• [Aim] Reproduce verbatim the part of the reread piece on A Clash of Kings that opens with the words "Before we dive" and closes with "his consolidated power.".

-- Begin Extracted text --

Many spoilers ahead for a book that has been out for over two decades.
A Game of Thrones is perhaps best known for the way it subverts your expectations as a reader of epic fantasy.
Ned Stark loses his head. Daenerys Targaryen loses her lover, her pregnancy, and her army she needs to regain the throne of her father.
We end the first novel with none of our characters getting what they want. Instead, the rewards that seemed promised from the first pages are nowhere to be seen. If anything, those rewards are even farther away and achieving them is unimaginable.
Despite all those initial disruptions of the genre you think you know, I would say that A Clash of Kings is really where the knots to this epic get tied.
Again, this reread is full of surprises. All the little movements of tiny pieces that will pay off in a few thousand pages just flew right past me the first time. Of course, part of this is because no one expects a name mentioned briefly during conversation by secondary characters to launch into the heart of the narrative and start mucking about. But there’s so much of what comes later baked into this novel.
We see the beginnings of the Sparrows, the slave revolts, the intrusion of people like Euron Greyjoy and Beric Dondarrion, but we also see the foundations of Lady Stoneheart and Stannis’ decent into rage and vengeance. And then, of course, there are the prophecies Daenerys and Bran hear.
But I think there’s a single storyline in this novel that does much to explicate the whole of the series.
Before we dive into that, I just want to say how much I appreciate the structure of this series. Yes, it’s one massive story chopped up into several books. But Martin does the very wise thing of ensuring each individual volume has its own self-contained arc. We begin this novel with Stannis’ determination to claim the Iron Throne and we end the novel with his armies smashed to pieces, King Joffrey celebrating his consolidated power.

-- End Extracted text --
-- Begin Supplied entries --

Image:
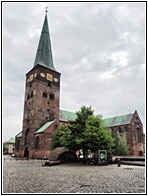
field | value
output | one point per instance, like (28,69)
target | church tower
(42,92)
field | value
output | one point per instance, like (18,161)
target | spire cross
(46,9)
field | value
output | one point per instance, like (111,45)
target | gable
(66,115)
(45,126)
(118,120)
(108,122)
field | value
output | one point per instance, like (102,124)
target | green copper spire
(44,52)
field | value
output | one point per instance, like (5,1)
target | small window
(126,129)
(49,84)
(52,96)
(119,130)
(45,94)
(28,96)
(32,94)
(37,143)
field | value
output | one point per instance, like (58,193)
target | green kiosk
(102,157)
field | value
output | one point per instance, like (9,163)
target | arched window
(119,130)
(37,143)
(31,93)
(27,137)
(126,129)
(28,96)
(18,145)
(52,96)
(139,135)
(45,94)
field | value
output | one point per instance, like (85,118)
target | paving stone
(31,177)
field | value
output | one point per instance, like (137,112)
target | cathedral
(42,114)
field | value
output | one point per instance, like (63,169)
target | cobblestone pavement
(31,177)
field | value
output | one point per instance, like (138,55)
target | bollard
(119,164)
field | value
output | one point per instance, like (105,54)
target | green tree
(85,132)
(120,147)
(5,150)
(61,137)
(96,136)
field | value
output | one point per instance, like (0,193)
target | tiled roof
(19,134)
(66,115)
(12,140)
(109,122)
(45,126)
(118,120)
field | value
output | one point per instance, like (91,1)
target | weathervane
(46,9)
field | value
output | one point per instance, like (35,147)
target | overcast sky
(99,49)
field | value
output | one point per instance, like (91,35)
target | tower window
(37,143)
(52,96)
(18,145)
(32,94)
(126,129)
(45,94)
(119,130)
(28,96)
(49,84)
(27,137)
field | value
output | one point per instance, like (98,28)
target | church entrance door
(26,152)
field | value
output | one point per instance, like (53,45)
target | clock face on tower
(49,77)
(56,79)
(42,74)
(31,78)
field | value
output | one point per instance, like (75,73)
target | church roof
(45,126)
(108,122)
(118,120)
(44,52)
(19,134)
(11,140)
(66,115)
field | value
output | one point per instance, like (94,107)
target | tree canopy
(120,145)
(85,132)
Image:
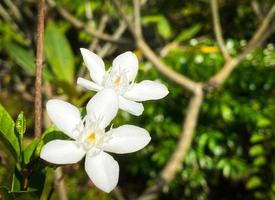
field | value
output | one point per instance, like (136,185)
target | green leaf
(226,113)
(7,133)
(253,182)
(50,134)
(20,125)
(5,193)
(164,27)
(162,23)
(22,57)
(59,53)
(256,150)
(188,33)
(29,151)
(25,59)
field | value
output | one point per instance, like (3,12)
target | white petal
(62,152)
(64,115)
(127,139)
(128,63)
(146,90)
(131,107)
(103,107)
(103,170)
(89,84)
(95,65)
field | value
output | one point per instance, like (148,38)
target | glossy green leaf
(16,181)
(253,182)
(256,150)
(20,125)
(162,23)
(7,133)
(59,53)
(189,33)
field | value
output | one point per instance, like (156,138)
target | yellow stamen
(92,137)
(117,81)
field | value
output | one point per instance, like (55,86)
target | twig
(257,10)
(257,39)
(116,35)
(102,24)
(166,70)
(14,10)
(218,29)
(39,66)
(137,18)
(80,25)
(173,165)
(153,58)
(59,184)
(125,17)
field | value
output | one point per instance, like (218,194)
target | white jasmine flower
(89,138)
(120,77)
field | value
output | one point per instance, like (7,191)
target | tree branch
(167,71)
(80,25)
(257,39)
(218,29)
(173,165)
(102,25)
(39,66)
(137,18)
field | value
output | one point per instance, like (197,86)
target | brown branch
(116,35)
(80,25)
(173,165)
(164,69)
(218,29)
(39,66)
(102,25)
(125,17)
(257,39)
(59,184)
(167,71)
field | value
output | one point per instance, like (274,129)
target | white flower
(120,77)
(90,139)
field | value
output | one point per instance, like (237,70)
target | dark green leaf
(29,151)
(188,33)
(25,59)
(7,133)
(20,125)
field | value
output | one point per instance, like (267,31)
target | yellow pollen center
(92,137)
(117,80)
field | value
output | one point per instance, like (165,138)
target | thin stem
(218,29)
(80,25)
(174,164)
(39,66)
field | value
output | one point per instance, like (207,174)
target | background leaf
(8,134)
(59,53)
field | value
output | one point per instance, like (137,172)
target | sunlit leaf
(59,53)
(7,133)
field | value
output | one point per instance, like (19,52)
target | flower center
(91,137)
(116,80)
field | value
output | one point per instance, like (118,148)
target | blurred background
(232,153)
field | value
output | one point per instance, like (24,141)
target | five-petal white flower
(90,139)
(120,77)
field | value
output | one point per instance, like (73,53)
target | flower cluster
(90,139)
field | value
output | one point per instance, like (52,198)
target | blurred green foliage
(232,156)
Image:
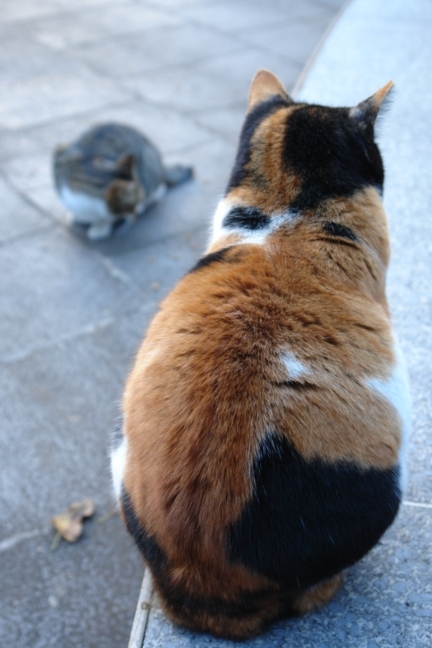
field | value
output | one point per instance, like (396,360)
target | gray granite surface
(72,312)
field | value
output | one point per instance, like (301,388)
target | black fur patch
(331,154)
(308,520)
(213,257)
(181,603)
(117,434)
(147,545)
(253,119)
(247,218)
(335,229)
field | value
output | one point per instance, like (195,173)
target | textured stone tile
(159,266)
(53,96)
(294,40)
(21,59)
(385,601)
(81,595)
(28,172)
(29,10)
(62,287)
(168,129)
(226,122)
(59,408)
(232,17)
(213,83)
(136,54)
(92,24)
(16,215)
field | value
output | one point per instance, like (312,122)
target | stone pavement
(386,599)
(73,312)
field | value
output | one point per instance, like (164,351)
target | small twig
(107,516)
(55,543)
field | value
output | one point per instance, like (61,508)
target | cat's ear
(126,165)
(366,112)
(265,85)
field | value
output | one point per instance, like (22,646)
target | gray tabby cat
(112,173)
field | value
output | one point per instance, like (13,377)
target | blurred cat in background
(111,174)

-- End Supplied entries --

• [Task answer]
Before we dive into that, I just want to say how much I appreciate the structure of this series. Yes, it’s one massive story chopped up into several books. But Martin does the very wise thing of ensuring each individual volume has its own self-contained arc. We begin this novel with Stannis’ determination to claim the Iron Throne and we end the novel with his armies smashed to pieces, King Joffrey celebrating his consolidated power.